Continue the account below of the caged-savages hoax at the Australian Museum, starting right after its final sentence.

**Selected excerpt:**
<<<<

They tittered dutifully, but one of them looked a bit concerned. "I'm glad we don't accept that sort of behaviour today . . ."

"True," I said, "but we do accept displaying savages in a cage still. Nobody gets upset by that, or not in my experience." Then I started to explain how two outrageously colourful Guatinaui, from the island of Guatinau, were displayed in a golden cage at the Australian Museum for three days.

I was open with my students from the start that the display was a hoax. It was a Biennale event, undertaken by two performance artists, intended to provoke a public reaction, but so far as the Australian public was concerned, the "Year of the White Bear" was the genuine article. Like any good hoax, everything was over the top, so that the more perceptive would see through our hoax, but at no time would we admit that it was anything other than genuine. The possessions of the savages included a laptop computer, but even that could be glibly expalined away.

At the end of 1992, the International Year for the World's Indigenous Peoples was just a few days away, and three young Koori men took it in turns to watch over events, ready to intervene if anybody became too worked-up about the display, but their presence was never needed. Nobody, but nobody, objected.

>>>>

**Entries shown:**
<<<<

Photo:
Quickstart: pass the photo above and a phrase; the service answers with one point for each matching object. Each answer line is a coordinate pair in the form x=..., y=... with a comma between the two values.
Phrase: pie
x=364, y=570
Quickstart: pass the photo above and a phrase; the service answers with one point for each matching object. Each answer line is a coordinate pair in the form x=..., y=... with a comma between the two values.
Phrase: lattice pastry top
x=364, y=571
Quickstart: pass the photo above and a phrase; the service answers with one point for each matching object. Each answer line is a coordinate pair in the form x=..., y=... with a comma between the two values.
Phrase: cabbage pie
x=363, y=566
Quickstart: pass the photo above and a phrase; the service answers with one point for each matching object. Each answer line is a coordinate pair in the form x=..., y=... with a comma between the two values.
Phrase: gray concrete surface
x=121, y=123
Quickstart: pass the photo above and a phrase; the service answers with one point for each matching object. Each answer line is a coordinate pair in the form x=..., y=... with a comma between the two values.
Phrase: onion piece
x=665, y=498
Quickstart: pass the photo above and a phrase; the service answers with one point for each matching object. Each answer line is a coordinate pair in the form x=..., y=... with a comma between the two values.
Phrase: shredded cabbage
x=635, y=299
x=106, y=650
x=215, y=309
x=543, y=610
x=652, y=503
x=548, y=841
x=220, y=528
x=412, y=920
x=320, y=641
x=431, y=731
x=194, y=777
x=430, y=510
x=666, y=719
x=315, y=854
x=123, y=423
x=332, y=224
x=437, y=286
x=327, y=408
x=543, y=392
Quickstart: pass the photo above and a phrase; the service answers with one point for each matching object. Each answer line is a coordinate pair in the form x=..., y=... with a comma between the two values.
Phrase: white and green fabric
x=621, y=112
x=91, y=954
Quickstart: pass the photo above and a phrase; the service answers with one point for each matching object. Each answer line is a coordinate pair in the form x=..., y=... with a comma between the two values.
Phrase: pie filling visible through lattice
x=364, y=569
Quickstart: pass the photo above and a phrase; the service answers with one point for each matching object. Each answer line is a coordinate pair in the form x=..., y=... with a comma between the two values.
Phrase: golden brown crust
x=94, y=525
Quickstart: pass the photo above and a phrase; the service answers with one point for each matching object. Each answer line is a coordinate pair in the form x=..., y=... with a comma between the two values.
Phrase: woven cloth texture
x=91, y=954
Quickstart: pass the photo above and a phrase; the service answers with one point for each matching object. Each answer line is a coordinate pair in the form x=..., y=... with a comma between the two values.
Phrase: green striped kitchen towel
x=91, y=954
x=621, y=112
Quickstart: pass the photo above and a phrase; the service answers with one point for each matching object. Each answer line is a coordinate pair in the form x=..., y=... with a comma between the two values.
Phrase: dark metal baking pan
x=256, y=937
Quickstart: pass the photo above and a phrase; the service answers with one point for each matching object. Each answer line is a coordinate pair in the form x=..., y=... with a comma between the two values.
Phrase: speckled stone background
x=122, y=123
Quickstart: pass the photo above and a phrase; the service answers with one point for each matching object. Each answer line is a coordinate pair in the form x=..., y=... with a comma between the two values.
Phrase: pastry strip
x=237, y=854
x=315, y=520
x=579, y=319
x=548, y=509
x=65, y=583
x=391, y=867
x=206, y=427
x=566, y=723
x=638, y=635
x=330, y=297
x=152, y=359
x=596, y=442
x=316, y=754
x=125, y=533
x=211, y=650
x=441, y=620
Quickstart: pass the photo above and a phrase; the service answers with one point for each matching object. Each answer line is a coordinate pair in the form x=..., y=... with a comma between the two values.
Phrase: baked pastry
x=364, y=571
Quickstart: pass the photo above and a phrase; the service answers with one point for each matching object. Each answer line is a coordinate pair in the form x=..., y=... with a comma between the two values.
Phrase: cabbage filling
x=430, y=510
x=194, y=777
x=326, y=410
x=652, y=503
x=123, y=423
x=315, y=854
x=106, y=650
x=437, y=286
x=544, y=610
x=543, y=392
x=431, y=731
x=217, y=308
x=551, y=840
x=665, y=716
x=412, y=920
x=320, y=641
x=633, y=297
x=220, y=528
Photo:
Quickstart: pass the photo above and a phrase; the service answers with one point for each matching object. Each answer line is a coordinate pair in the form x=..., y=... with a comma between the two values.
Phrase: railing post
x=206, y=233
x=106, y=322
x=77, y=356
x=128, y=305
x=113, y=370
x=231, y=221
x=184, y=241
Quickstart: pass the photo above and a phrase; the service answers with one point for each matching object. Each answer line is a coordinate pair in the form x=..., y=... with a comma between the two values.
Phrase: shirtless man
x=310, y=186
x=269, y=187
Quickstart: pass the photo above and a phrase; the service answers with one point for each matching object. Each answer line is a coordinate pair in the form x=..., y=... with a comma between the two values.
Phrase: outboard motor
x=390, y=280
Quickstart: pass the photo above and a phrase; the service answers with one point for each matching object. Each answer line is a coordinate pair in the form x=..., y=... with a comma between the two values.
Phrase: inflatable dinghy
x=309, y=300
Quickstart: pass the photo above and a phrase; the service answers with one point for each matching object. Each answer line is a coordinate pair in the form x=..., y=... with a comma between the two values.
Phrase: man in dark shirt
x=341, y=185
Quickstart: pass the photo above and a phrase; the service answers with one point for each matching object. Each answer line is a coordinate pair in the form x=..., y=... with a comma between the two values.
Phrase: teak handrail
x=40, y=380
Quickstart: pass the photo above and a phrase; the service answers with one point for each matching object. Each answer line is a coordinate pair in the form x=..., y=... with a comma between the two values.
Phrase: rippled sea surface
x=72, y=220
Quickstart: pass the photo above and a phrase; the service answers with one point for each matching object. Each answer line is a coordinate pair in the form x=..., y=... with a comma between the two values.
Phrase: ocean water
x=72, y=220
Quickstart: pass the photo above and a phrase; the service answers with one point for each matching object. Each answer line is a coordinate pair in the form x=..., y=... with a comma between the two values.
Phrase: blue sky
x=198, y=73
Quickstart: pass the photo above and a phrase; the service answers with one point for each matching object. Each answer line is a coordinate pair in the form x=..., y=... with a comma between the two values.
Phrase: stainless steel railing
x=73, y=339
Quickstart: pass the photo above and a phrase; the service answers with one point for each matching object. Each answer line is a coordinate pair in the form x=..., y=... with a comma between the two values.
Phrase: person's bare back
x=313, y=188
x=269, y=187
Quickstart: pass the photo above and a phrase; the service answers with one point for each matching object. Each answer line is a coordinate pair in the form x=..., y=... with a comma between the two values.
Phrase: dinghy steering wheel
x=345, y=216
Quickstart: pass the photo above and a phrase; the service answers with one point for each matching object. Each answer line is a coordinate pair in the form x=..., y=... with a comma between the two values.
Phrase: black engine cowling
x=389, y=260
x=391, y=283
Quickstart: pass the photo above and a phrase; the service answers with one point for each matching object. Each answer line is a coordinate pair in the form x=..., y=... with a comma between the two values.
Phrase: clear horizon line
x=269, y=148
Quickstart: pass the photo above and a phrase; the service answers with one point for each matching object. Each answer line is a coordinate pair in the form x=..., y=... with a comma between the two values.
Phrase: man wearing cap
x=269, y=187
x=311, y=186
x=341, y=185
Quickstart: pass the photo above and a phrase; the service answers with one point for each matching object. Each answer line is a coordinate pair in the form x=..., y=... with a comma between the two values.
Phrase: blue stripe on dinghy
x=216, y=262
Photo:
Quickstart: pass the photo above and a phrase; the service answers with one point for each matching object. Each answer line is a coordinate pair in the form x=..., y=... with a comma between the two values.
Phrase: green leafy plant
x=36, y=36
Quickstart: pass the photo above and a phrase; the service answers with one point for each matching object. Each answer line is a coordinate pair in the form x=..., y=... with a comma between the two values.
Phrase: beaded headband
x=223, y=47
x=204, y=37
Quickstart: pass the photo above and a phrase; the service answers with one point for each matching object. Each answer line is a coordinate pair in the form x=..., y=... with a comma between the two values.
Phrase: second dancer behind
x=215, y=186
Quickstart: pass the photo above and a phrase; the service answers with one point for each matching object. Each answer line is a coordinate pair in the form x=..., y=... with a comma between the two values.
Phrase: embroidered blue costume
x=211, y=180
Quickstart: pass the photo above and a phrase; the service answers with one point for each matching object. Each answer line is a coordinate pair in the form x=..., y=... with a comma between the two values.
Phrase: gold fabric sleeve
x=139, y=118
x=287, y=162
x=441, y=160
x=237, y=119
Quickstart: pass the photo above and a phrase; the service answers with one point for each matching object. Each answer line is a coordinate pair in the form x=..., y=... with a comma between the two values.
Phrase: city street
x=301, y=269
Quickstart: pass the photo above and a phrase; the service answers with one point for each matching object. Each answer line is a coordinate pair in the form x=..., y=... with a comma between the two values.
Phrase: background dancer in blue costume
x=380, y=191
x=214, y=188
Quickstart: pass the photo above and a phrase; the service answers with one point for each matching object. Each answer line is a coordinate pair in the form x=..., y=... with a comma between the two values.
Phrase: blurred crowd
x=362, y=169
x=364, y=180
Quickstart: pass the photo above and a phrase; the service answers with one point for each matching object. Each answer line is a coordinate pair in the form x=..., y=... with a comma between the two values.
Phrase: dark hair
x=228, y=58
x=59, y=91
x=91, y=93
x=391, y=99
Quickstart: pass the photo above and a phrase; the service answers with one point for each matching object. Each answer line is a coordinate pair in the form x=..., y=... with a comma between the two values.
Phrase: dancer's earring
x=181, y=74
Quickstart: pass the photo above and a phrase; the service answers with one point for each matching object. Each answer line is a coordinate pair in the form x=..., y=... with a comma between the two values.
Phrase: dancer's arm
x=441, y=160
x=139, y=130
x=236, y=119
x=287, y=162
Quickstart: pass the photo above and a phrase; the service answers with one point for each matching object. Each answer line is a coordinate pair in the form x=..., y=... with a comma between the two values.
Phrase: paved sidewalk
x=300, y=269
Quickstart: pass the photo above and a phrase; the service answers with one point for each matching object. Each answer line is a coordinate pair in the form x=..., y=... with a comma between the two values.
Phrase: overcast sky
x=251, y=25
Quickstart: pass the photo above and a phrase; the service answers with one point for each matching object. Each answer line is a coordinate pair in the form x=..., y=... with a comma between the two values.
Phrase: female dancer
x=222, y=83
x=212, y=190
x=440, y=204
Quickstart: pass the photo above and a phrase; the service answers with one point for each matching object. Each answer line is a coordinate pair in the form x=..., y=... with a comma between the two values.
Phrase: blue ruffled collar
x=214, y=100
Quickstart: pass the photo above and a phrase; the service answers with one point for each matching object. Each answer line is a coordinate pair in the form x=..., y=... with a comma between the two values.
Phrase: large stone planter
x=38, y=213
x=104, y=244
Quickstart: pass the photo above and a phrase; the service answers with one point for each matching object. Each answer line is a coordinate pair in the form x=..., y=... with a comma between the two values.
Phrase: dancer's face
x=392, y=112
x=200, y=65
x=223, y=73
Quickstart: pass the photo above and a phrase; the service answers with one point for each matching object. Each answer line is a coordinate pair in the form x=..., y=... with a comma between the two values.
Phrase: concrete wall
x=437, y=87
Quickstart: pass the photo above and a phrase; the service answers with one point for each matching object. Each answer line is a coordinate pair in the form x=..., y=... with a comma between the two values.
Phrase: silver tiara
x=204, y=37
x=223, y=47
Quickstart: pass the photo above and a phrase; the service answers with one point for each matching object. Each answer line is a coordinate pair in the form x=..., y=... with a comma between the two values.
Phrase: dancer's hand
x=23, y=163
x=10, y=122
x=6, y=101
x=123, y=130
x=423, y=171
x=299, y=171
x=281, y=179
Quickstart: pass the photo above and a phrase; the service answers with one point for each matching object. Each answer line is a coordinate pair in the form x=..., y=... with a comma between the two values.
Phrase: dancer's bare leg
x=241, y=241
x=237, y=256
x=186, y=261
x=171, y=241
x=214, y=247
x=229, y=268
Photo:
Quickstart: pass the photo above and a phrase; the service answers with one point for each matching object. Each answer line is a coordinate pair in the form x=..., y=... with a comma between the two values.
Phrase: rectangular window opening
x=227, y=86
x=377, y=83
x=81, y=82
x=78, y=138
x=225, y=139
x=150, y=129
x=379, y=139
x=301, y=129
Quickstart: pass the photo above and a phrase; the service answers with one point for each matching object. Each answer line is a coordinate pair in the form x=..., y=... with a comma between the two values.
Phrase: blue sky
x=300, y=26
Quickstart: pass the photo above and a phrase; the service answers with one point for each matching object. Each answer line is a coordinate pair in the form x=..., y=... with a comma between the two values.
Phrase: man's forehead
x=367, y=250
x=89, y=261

>>>>

**Task response:**
The "savages" are two American performance artists, Coco Fusco and Guillermo Gomez-Pena, and I first heard of them in a Radio National program in mid-1992, talking about people's racial stereotypes, and how they, as Latinos, were perceived by Hollywood and Anglo-America generally, and what it was like to be inside the cage.

As soon as I heard that they were coming to the Museum, I volunteered to be one of the guards outside the cage. It was a role that required a story-teller with a consummate flair for telling lies and tall tales with a straight face, I said. Faced with that consideration, the Museum management waited an unflattering three milliseconds, referred briefly to my petty cash claims, and signed me on. They also accepted Karen, an American lady who was working as a volunteer in the Museum's Arachnology section.

Coco and Guillermo wore, when on display, swimming costumes, sneakers and sunglasses, while she had a wig and yellow face paint, and he wore a Mexican wrestler's mask. They also wore collars, to which we would attach a chain when they left the cage ("for their own safety", we would explain officiously)

They also added various bits and pieces to the kit, but that was their basic ensemble. It was more than enough to make them unrecognisable when they went out at night, or when Coco spoke on radio as an "anthropologist" travelling with the specimens.

Inside the cage, Coco and Guillermo were unable to communicate with the public, and so were free to observe public reactions from behind their Raybans. The guards, on the other hand, were to present the public face of the display. The "savages" could speak no English, but they could communicate with us by sign language. If they wanted to hear a conversation, they would signal to be fed, if they wanted to brief us, they would signal to be taken to the toilet, and then talk to us outside, before we led them back to the cage.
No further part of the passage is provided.